> [Compito 1] Nel testo in esame, elenca tutte le parole o frasi racchiuse tra virgolette doppie curve (“ ”), nell'ordine in cui compaiono.
> [Compito 2] Prosegui il testo sulla guerra voluta da Sarkozy, riprendendo dopo la sua ultima frase.

> [Testo in esame]

La sento di spalle, che mi si affianca, abbassa gli occhialini sul naso e mette a fuoco.

«Quelli non mi sembrano raccomandabili e neppure hanno l’aria sveglia, di quanto sarebbe il nuovo che avanza e dovrebbe portare democrazia e stabilità.»

Lontano dal nemmeno sembrare decenti, le facce da galera e gli occhi da invasato, di quelli che passano davanti alle telecamere, non fanno presagire niente di buono, per quello che andrà a venire.
Di la dagli occhi coperti dalle fette di salame, di quelli che hanno creduto alla baggianata della rivolta “spontanea”, sempre più, t’accorgi che sono accozzaglie di banditi, quelli che sono a passare sotto la spianata delle bombe del Sarkozy e compagni di merende;
Le bombe del bamba.
Da soli non sarebbero riusciti neppure ad andare al gabinetto a fare pipì.
Se gli si provava a dare qualche arma oltre allo schioppetto, rischiavano di spararsi addosso per ignoranza, imbracciandola dalla parte dello sparo.
Hanno più l’aspetto di battaglioni tribali, al momento tenuti insieme con lo sputo, per eliminare il nemico, quello grosso, per poi venire ai ferri corti ed applicare la selvaggia legge della selezione naturale e la regola di “Highlander” dove “Alla fine ne rimarrà soltanto uno”.

L’impressione è che il nanerottolo megalomane di Francia abbia aperto l’ennesimo vaso di Pandora, fonte di tanti guai, disgrazie e iatture.
Dapprima convinto d’essere una piccola volpe, come il velocissimo Rommel, che lo era del deserto, non gli è riuscito il “Blitzkrieg”, la guerra lampo, che pensava alla portata dei suoi complici, quelli che i suoi servizi segreti avevano aizzato alla rivolta, convinto che avrebbero cavato le castagne dal fuoco per lui e che avrebbe poi potuto far fessi a piacimento.

> [Voci fornite]
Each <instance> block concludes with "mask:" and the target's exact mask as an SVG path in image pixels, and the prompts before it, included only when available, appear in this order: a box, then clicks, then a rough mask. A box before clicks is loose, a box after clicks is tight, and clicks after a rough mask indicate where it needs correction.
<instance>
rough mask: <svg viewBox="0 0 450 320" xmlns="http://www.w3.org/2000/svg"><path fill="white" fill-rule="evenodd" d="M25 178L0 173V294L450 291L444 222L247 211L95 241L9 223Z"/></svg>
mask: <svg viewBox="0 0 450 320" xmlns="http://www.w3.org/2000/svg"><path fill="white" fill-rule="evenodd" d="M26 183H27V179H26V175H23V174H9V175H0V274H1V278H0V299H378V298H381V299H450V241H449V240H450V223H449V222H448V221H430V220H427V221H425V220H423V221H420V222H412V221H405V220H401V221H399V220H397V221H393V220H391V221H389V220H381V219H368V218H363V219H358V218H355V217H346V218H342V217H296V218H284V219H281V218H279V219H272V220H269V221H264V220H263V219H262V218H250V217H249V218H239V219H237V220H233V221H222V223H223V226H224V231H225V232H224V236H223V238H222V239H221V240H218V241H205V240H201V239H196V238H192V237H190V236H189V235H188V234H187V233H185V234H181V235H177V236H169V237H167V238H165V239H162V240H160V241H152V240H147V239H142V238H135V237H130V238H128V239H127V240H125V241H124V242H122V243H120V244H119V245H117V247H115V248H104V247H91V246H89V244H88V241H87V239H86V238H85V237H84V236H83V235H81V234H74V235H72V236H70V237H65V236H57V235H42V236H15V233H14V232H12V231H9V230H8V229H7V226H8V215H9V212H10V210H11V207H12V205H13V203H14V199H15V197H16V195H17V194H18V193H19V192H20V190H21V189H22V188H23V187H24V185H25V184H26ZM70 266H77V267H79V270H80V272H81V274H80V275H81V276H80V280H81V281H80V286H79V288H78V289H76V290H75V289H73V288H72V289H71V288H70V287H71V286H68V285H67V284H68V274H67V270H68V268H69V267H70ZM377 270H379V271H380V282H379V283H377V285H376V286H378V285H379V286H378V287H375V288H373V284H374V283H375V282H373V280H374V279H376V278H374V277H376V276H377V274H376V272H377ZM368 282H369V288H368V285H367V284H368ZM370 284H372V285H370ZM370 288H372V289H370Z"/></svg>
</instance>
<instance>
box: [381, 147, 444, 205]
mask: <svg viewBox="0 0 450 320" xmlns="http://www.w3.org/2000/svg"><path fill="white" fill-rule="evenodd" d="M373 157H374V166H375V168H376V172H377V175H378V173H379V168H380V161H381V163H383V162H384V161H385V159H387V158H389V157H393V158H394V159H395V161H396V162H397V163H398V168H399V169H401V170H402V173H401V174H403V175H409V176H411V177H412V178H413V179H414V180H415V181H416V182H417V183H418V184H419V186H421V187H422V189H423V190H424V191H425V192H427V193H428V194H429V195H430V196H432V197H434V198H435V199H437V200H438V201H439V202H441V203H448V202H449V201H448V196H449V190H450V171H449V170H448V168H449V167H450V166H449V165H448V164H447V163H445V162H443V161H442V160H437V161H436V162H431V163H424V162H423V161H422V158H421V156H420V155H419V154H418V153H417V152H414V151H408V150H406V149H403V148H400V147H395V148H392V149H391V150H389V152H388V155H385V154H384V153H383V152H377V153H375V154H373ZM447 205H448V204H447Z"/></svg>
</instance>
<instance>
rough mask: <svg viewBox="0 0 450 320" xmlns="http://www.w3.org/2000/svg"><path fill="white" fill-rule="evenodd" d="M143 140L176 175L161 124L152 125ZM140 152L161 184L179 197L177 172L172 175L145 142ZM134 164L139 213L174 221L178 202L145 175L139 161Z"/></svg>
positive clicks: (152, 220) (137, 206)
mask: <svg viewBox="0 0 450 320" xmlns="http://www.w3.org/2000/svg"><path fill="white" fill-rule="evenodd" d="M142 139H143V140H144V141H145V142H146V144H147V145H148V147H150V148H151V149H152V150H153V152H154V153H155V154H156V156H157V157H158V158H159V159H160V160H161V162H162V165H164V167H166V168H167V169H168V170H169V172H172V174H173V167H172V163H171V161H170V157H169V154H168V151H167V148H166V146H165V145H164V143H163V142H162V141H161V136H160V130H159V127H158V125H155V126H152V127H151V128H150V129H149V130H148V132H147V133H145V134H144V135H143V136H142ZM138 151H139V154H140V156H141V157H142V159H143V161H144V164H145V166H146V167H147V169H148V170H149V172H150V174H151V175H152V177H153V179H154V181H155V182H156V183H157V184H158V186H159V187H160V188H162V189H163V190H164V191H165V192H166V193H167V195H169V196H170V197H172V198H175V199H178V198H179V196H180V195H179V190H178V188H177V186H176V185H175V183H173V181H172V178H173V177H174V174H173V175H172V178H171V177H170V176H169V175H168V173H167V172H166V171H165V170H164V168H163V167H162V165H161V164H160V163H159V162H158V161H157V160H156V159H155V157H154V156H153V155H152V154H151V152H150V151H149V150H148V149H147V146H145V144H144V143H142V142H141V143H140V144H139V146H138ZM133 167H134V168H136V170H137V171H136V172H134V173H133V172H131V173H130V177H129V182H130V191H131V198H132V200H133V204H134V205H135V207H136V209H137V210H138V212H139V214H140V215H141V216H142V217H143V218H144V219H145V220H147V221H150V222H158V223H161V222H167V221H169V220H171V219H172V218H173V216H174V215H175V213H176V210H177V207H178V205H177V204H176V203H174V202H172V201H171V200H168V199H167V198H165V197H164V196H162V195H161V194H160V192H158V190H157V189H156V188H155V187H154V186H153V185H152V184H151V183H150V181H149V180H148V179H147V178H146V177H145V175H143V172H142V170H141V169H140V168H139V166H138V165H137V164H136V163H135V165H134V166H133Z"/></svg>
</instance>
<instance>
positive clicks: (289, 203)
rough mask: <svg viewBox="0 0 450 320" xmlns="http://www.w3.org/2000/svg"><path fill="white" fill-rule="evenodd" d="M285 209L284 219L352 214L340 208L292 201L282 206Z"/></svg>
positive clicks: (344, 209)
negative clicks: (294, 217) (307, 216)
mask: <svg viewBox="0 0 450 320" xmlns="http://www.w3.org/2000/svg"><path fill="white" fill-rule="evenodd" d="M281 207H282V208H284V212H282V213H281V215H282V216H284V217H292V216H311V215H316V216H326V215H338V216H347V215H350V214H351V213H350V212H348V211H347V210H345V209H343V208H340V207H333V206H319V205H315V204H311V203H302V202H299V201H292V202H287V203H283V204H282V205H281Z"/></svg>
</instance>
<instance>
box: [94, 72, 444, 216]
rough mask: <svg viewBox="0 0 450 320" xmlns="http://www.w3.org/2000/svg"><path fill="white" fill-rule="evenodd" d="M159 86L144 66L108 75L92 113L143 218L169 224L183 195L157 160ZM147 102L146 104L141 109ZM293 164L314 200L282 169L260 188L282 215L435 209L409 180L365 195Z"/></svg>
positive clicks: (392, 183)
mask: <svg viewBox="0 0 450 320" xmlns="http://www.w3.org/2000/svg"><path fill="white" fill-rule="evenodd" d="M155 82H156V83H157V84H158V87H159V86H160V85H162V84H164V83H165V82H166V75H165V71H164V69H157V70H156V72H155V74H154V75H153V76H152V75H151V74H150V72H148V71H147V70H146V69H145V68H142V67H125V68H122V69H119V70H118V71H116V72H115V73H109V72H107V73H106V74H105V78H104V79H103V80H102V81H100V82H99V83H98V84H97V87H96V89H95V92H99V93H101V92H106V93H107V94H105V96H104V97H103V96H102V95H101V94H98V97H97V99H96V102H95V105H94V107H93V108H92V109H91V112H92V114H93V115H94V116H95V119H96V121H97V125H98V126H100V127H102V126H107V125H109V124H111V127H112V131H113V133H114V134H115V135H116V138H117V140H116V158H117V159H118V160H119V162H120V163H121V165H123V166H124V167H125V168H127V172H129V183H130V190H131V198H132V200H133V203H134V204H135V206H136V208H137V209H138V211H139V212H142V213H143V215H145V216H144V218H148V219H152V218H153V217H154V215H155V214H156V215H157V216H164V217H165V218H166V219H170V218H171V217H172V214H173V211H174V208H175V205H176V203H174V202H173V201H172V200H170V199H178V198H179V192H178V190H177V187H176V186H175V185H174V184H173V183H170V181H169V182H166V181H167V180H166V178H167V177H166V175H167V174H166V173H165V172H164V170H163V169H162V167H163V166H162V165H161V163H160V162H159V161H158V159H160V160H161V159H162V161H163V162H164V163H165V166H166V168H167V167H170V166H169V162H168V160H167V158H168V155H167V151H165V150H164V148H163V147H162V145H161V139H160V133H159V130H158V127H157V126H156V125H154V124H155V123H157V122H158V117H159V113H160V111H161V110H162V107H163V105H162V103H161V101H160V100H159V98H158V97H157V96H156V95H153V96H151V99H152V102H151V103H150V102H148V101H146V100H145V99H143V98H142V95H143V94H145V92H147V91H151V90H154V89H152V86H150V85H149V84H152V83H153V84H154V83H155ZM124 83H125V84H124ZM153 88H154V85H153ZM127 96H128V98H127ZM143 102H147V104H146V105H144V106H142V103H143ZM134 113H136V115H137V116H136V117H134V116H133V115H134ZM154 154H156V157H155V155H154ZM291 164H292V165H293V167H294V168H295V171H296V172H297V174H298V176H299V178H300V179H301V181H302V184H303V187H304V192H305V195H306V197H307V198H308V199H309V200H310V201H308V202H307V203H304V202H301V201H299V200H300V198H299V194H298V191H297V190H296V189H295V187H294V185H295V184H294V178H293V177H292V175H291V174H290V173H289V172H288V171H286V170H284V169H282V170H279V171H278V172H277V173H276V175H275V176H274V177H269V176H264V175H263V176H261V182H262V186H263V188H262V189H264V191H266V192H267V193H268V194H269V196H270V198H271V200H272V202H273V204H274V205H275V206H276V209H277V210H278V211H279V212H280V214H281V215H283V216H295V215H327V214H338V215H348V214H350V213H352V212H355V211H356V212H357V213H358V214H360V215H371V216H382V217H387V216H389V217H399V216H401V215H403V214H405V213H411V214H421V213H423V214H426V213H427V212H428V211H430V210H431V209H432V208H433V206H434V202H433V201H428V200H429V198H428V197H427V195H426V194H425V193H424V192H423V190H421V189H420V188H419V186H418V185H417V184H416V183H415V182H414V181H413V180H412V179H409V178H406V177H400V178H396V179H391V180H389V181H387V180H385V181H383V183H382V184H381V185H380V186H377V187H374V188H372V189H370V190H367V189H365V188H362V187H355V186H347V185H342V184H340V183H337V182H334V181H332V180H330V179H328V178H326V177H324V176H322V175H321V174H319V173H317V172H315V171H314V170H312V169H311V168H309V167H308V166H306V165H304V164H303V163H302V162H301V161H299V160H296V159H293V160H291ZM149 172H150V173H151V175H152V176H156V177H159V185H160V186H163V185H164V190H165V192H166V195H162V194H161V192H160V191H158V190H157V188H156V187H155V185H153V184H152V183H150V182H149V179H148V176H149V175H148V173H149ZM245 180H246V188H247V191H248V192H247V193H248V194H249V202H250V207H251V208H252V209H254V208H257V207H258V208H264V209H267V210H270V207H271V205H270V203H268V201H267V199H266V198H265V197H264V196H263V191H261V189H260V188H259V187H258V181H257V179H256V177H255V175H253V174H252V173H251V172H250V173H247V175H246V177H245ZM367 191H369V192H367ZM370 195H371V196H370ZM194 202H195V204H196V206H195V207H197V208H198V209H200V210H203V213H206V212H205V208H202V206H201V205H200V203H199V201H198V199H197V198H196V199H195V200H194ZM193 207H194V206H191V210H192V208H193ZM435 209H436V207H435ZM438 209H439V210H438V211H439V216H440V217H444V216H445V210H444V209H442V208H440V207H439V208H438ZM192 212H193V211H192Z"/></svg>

> [Risposta 1]
“spontanea”
“Highlander”
“Alla fine ne rimarrà soltanto uno”
“Blitzkrieg”

> [Risposta 2]
Non avesse scatenato l’inferno con i suoi e - purtroppo - complici bombardoni e bombardieri, la consorteria barbonaccia dei pari in terra di Libia, emeriti straccioni da brigantaggio, sarebbero ancora a scaccolarsi il naso sul nastro di partenza.
Il galletto “Nicoleone”, il Nicolas, pensava di usare quell’armata Brancaleone e nel contempo di fottere i cugini d’oltralpe: quegli italioti talmente addormentati che non si sarebbero accorti da subito che gli stava fregando la borsa della spesa sotto il naso, scippando le lucrose commesse petrolifere che avevano - quasi in esclusiva - con quel paese e il Gheddafi.
I veri crimini contro l’umanità li ha fatti lui, con le sue mire da bauscia, che sembrano parte integrante di tutti i tappi che, come quelli delle bottiglie, se troppo agitati saltano con facilità.
Il disegno era ed è talmente scoperto, manifesto e spudorato, che ancora ci si meraviglia di quanti ancora siano a credere ai suoi aiuti umanitari” che, invece d’essere a forma di pacchi di pasta o farina, erano polvere da sparo, bombarde e cariche dinamitarde.
Come per Giuda con Gesù, dopo averci mangiato a tavola, ha accoltellato il beduino Muammar ed ora pure gli riuscirà di “suicidarlo”.
Nonostante l’inferno di fuoco, l’esercito di Gheddafi non si è squagliato, come farebbe qualunque armata che non credesse nel proprio condottiero.
Segno che non era per nulla vero che un intero popolo avesse preso le armi contro il tiranno di turno.
Ora, probabilmente, tanti faranno come i nostri fascisti dei tempi neri che, in prossimità della sconfitta, rivoltarono la camicia presentando il sopra rosso e nascondendo la vecchia fodera nera di sotto.
Le folle oceaniche, davanti al pericolo di evaporare, si rimescolano alla svelta.
Quanti morti ha fatto il “Nicolino” Sarkozy?
Non ce lo diranno, non lo sapremo mai.
Ma sono certamente un numero pazzesco, ma presto sepolti dalle bombe o polverizzati dalle medesime.
Quella che si deve chiamare guerra, e non aiuto umanitario, è arrivata nel momento peggiore della crisi economica che ha colpito a livello globale l’occidente.
La battaglia del Nicola ne ha acuito le conseguenze, i dolori e le pene.
Al piccoletto, scarso di comprendonio e di capacità tattico-strategiche, ancora non ha capito quel che ha combinato, troppo concentrato nel voler diventare padre-padrone di un’Europa quanto mai disunita e senz’anima.

«Ma dai, Beppe, non essere il solito menagramo: guarda quei poveri ragazzi, quante ne hanno passate, per avanzare fino ad abbattere il dittatore...sono sul campo da una vita: tanti c’hanno di quelle barbe così lunghe...»

Già, è vero...dove ne ho già visti di così?